>>>

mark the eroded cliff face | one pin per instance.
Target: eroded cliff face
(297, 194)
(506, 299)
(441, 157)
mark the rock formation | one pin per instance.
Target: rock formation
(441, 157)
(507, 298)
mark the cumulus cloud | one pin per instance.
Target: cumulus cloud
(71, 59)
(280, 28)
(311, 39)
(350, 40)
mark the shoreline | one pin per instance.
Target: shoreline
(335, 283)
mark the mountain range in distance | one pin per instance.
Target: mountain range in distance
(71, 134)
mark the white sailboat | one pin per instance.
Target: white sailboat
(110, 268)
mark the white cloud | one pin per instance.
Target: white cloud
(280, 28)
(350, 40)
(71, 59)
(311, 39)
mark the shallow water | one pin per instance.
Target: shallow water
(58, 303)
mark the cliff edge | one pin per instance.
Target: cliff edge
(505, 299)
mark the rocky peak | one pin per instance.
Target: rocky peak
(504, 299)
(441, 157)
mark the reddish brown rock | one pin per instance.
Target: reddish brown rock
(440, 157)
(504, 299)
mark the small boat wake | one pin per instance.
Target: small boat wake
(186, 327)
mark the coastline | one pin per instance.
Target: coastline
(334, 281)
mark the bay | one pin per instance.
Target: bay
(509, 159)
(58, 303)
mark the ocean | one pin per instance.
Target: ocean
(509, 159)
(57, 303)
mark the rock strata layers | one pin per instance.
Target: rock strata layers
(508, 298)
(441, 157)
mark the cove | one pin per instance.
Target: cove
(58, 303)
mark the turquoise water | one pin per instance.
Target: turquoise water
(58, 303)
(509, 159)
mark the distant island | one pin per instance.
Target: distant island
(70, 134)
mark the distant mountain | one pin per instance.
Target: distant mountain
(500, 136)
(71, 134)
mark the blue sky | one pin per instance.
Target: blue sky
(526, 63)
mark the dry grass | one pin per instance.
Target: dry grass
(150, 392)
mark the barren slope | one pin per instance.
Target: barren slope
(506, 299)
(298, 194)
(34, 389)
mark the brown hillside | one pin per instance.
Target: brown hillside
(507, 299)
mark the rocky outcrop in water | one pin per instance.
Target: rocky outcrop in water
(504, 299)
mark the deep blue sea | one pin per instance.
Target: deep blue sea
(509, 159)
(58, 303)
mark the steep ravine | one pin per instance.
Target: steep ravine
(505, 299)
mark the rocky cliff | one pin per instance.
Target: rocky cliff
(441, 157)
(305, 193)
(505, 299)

<<<

Convierte todas las líneas de los datos anteriores en una lista numerada y omite las líneas en blanco.

1. mark the eroded cliff face | one pin per instance.
2. Target: eroded cliff face
3. (297, 194)
4. (506, 299)
5. (441, 157)
6. mark the rock formation | one pin per instance.
7. Target: rock formation
8. (441, 157)
9. (507, 298)
10. mark the cumulus cloud | one pin per instance.
11. Target: cumulus cloud
12. (71, 59)
13. (280, 28)
14. (311, 39)
15. (350, 40)
16. mark the shoreline | one pin per instance.
17. Target: shoreline
18. (335, 283)
19. mark the mountain range in distance | one pin per instance.
20. Target: mountain range in distance
21. (71, 134)
22. mark the white sailboat | one pin per instance.
23. Target: white sailboat
24. (110, 268)
25. mark the white cloud | one pin per instance.
26. Target: white cloud
27. (280, 28)
28. (350, 40)
29. (71, 59)
30. (311, 39)
31. mark the shallow water | one pin per instance.
32. Target: shallow water
33. (58, 303)
34. mark the cliff edge | one pin per instance.
35. Target: cliff edge
36. (505, 299)
37. mark the rocky peak | one pin per instance.
38. Target: rocky peak
39. (504, 299)
40. (441, 157)
41. mark the reddish brown rock | one pin per instance.
42. Target: reddish brown rock
43. (440, 157)
44. (504, 299)
45. mark the small boat wake | one pin per instance.
46. Target: small boat wake
47. (186, 327)
48. mark the coastline | one pin per instance.
49. Target: coastline
50. (334, 281)
51. mark the bay | one pin per instance.
52. Target: bay
53. (509, 159)
54. (58, 303)
55. mark the ocean | one pin per instance.
56. Target: ocean
57. (509, 159)
58. (57, 303)
59. mark the rock strata layers | one pin per instance.
60. Target: rock strata layers
61. (508, 298)
62. (441, 157)
63. mark the cove | one pin per instance.
64. Target: cove
65. (58, 303)
66. mark the turquoise water | one pin per instance.
67. Target: turquoise water
68. (58, 303)
69. (509, 159)
70. mark the distant island | one pin per instance.
71. Target: distant island
72. (70, 134)
73. mark the distant mountain | one pin per instance.
74. Target: distant mountain
75. (500, 136)
76. (71, 134)
77. mark the blue sky | one pin per instance.
78. Target: blue sky
79. (526, 63)
80. mark the dry grass | one pin per instance.
81. Target: dry grass
82. (150, 392)
83. mark the barren slope | one pin per instance.
84. Target: barren slope
85. (506, 299)
86. (298, 194)
87. (34, 389)
88. mark the brown hillside | one pin per instance.
89. Target: brown hillside
90. (507, 299)
91. mark the rocky outcrop in water | one pin per instance.
92. Target: rocky outcrop in water
93. (504, 299)
94. mark the deep blue sea | one pin per instance.
95. Target: deep blue sea
96. (509, 159)
97. (58, 303)
98. mark the steep ravine | one pin per instance.
99. Target: steep ravine
100. (505, 299)
101. mark the rocky cliff | one pin per instance.
102. Target: rocky cliff
103. (441, 157)
104. (305, 193)
105. (505, 299)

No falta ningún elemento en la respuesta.